**Source extract:**
▼
Using NDI as the outcome, ROC curve analyses revealed cut-off points for expectations of recovery at ≤ 2/10 for the full recovery pathway at 6- and 12-months, and ≥ 4/10 for the pathway predictive of poor outcome at 6- and 12-months (Fig. 3). Cut-off points were slightly greater for expectations of recovery when GPR was used as the outcome, with scores ≤ 3/10 predictive of full recovery, and scores ≥ 6/10 and ≥ 7/10 predictive of poor outcome at 6- and 12-months respectively (Fig. 4).

Fig. 3
figure 3

ROC curves used to determine cut-points for expectations of recovery score using NDI as the outcome at (a) 6-months for the recovery pathway, (b) 12-months for the recovery pathway, (c) 6-months for the chronic moderate/severe disability pathway, (d) 12-months for the chronic moderate/severe disability pathway

Fig. 4
figure 4

ROC curves used to determine cut-points for expectations of recovery score using GPR as the outcome at (a) 6-months for the recovery pathway, (b) 12-months for the recovery pathway, (c) 6-months for the non-recovery pathway, (d) 12-months for the non-recovery pathway

Comparison of models with NDI as the outcome

Figure 5 presents the ROC curves produced from predicted probabilities of the ‘event’ (recovery or poor outcome) for NDI outcomes, generated from multivariate logistic regression analyses for full recovery (Fig. 4a and b) and poor outcome (Fig. 4c and d). Each plot compares predicted probabilities with and without the addition of expectations of recovery. Observed versus expected ‘event’ for each timepoint was used to generate the accuracy statistics for pathways at 6- and 12-months with and without the addition of expectations of recovery (Table 3). The addition of expectations of recovery to the WhipPredict pathway predictive of poor outcome resulted in modest improvements in most aspects of model performance at 6-months, where NDI was the outcome of interest. The exception to this was specificity, which was unchanged (79.5%) and -LR, which was very slightly improved (0.27 to 0.21). Closer inspection of accuracy statistics revealed the improvement observed in sensitivity was attributable to an increase in true positives (36 to 38) and subsequent reduction in false negatives (10 to 8). At 12-months, the specificity of the model was increased with the addition of expectations of recovery (69 to 73.3%). Sensitivity was unchanged and small improvements were observed in PPV (63.1 to 67%), NPV (83.7 to 84.6%), +LR (2.57 to 3), χ2 (17.21 to 20.51), AU ROC (.800 to .841) and Nagelkerke R2 (.364 to .438). These improvements were largely attributable to reductions in the false positive rate (14 to 12) and increases in the true negative rate (31 to 33).
▲
**Data excerpts:**
▼
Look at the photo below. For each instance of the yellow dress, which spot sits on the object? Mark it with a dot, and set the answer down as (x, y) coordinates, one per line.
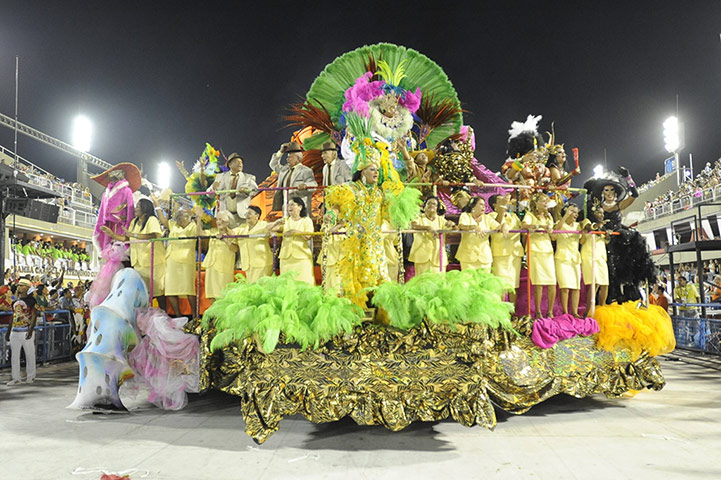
(593, 262)
(508, 252)
(140, 256)
(256, 258)
(390, 249)
(180, 256)
(568, 258)
(295, 252)
(362, 265)
(219, 264)
(541, 264)
(425, 252)
(474, 251)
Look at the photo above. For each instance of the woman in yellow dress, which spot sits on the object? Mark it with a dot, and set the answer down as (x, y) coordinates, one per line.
(506, 247)
(425, 252)
(593, 256)
(541, 265)
(255, 255)
(145, 226)
(180, 267)
(219, 262)
(474, 251)
(568, 259)
(296, 254)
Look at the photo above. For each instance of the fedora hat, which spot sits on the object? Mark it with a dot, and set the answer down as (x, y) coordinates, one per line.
(132, 175)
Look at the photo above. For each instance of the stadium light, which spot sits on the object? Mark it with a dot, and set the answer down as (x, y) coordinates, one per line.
(672, 134)
(82, 133)
(163, 175)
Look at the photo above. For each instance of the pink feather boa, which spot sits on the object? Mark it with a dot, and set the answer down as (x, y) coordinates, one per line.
(363, 91)
(114, 254)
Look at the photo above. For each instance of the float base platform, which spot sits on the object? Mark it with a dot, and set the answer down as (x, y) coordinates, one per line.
(382, 376)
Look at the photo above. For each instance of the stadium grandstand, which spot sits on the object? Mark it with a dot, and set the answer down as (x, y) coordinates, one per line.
(50, 235)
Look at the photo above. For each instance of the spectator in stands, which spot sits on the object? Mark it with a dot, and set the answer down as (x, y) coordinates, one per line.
(686, 293)
(53, 299)
(716, 290)
(41, 298)
(658, 296)
(6, 305)
(22, 332)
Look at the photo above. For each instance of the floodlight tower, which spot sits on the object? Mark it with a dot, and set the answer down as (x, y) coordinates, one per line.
(673, 138)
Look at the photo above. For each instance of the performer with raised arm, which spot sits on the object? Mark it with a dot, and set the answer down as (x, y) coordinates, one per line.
(506, 248)
(296, 252)
(541, 266)
(255, 255)
(219, 262)
(474, 251)
(145, 226)
(335, 170)
(292, 174)
(244, 185)
(593, 255)
(180, 266)
(116, 206)
(568, 259)
(629, 262)
(425, 252)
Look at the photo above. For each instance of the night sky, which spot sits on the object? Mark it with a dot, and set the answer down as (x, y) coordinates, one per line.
(159, 80)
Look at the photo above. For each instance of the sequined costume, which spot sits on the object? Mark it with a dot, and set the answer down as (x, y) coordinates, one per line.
(363, 208)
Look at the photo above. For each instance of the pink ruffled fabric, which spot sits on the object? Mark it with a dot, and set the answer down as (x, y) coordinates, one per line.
(362, 92)
(166, 358)
(549, 331)
(412, 101)
(114, 254)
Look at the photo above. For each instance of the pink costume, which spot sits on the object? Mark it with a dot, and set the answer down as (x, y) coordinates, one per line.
(116, 211)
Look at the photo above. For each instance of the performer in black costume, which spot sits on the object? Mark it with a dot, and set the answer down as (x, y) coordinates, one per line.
(629, 262)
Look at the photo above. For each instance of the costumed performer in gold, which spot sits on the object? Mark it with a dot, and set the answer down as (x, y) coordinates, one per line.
(541, 265)
(425, 252)
(568, 259)
(256, 257)
(296, 254)
(219, 262)
(180, 256)
(593, 255)
(474, 251)
(145, 226)
(506, 247)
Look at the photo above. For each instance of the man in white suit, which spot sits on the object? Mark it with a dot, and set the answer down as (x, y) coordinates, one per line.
(335, 171)
(292, 174)
(244, 185)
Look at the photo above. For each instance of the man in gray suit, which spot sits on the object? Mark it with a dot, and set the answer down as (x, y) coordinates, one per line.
(243, 183)
(292, 174)
(335, 171)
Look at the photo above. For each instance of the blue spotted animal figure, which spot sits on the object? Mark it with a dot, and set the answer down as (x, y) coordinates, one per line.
(112, 333)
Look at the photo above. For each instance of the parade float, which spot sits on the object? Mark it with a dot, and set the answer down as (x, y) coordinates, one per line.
(441, 345)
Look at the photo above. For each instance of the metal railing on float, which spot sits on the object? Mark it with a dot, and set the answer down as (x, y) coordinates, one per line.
(442, 234)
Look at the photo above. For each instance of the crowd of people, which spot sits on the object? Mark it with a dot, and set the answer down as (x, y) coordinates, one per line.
(31, 254)
(697, 189)
(687, 287)
(27, 302)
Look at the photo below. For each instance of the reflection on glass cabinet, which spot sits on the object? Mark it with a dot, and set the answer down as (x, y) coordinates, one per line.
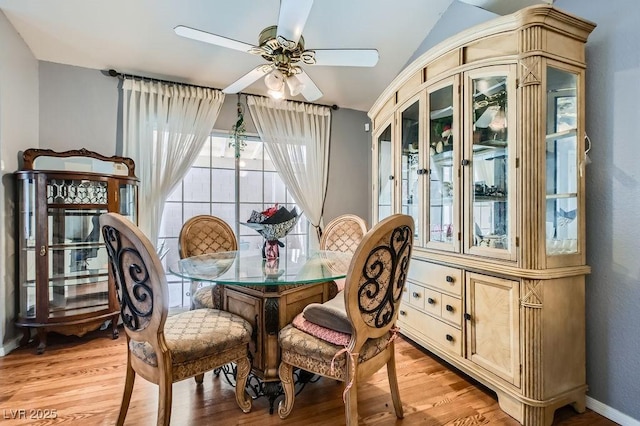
(410, 163)
(63, 276)
(385, 174)
(441, 177)
(562, 163)
(490, 163)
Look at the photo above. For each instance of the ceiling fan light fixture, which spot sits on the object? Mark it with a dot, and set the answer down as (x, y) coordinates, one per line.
(295, 85)
(276, 94)
(275, 80)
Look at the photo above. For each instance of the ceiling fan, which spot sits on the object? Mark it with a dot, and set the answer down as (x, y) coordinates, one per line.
(282, 46)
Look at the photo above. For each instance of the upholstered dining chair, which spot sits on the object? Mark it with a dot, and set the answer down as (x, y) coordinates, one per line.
(205, 234)
(164, 349)
(352, 342)
(343, 233)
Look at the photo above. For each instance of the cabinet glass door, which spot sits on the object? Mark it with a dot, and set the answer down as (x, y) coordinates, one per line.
(489, 177)
(410, 160)
(442, 171)
(27, 243)
(385, 174)
(78, 274)
(562, 163)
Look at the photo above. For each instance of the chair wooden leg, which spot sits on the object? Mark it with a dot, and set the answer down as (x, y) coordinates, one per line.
(393, 383)
(351, 402)
(126, 395)
(286, 379)
(243, 369)
(164, 401)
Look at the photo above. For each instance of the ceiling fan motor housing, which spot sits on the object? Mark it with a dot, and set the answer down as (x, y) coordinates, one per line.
(283, 53)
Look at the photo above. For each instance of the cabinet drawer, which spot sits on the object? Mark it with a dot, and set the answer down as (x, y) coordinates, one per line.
(433, 301)
(416, 295)
(443, 278)
(443, 335)
(452, 309)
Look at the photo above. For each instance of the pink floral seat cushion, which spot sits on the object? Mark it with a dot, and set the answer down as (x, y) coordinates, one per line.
(312, 353)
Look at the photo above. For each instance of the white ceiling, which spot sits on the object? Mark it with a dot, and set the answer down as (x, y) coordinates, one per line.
(136, 37)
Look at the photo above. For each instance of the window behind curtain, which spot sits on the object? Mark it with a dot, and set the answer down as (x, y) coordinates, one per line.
(220, 185)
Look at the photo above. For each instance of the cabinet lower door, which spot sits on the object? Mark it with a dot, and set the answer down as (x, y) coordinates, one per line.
(493, 325)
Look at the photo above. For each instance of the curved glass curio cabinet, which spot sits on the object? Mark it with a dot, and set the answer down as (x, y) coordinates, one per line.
(482, 141)
(63, 277)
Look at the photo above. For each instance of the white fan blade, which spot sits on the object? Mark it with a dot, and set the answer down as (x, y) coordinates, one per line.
(293, 16)
(346, 57)
(247, 79)
(206, 37)
(309, 89)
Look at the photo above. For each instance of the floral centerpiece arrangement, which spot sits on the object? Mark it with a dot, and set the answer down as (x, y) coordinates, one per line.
(273, 223)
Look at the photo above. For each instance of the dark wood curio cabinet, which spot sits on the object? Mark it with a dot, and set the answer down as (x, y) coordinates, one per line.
(63, 281)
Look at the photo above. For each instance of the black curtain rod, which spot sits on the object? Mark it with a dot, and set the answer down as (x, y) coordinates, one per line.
(114, 73)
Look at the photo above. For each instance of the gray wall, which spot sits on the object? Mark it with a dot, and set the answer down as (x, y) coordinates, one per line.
(613, 201)
(613, 191)
(18, 131)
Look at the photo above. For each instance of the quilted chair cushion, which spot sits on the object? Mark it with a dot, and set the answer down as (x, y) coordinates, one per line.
(208, 237)
(331, 314)
(203, 298)
(314, 354)
(331, 336)
(344, 237)
(197, 334)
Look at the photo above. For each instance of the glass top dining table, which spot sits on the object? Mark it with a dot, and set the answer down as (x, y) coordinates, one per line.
(247, 267)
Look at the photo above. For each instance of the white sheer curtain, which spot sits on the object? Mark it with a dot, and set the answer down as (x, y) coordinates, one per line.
(296, 136)
(164, 128)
▲
**Work instruction 1:**
Decide whether each statement agrees with the passage on expectations of recovery. Answer yes or no for each, and quote the words from the passage that settle it.
(a) With NDI as the outcome, the cut-off for the full recovery pathway was a score of 2/10 or less.
(b) With GPR as the outcome, a score of 6/10 or more predicted poor outcome at 12 months.
(c) At 6 months with NDI as the outcome, adding expectations of recovery left specificity unchanged.
**Work instruction 2:**
In the passage on expectations of recovery, how did the AU ROC change at 12 months when expectations of recovery were added?
**Work instruction 3:**
According to the passage on expectations of recovery, what caused sensitivity to improve at 6 months when expectations of recovery were added to the poor outcome pathway?
The listing is separate material and has nothing to do with the passage on expectations of recovery.

**Expected answer 1:**
(a) Yes: "cut-off points for expectations of recovery at ≤ 2/10 for the full recovery pathway at 6- and 12-months"
(b) No: "scores ≥ 6/10 and ≥ 7/10 predictive of poor outcome at 6- and 12-months respectively"
(c) Yes: "The exception to this was specificity, which was unchanged (79.5%)"

**Expected answer 2:**
It rose from .800 to .841.

**Expected answer 3:**
The improvement came from an increase in true positives, from 36 to 38. This led to a drop in false negatives, from 10 to 8.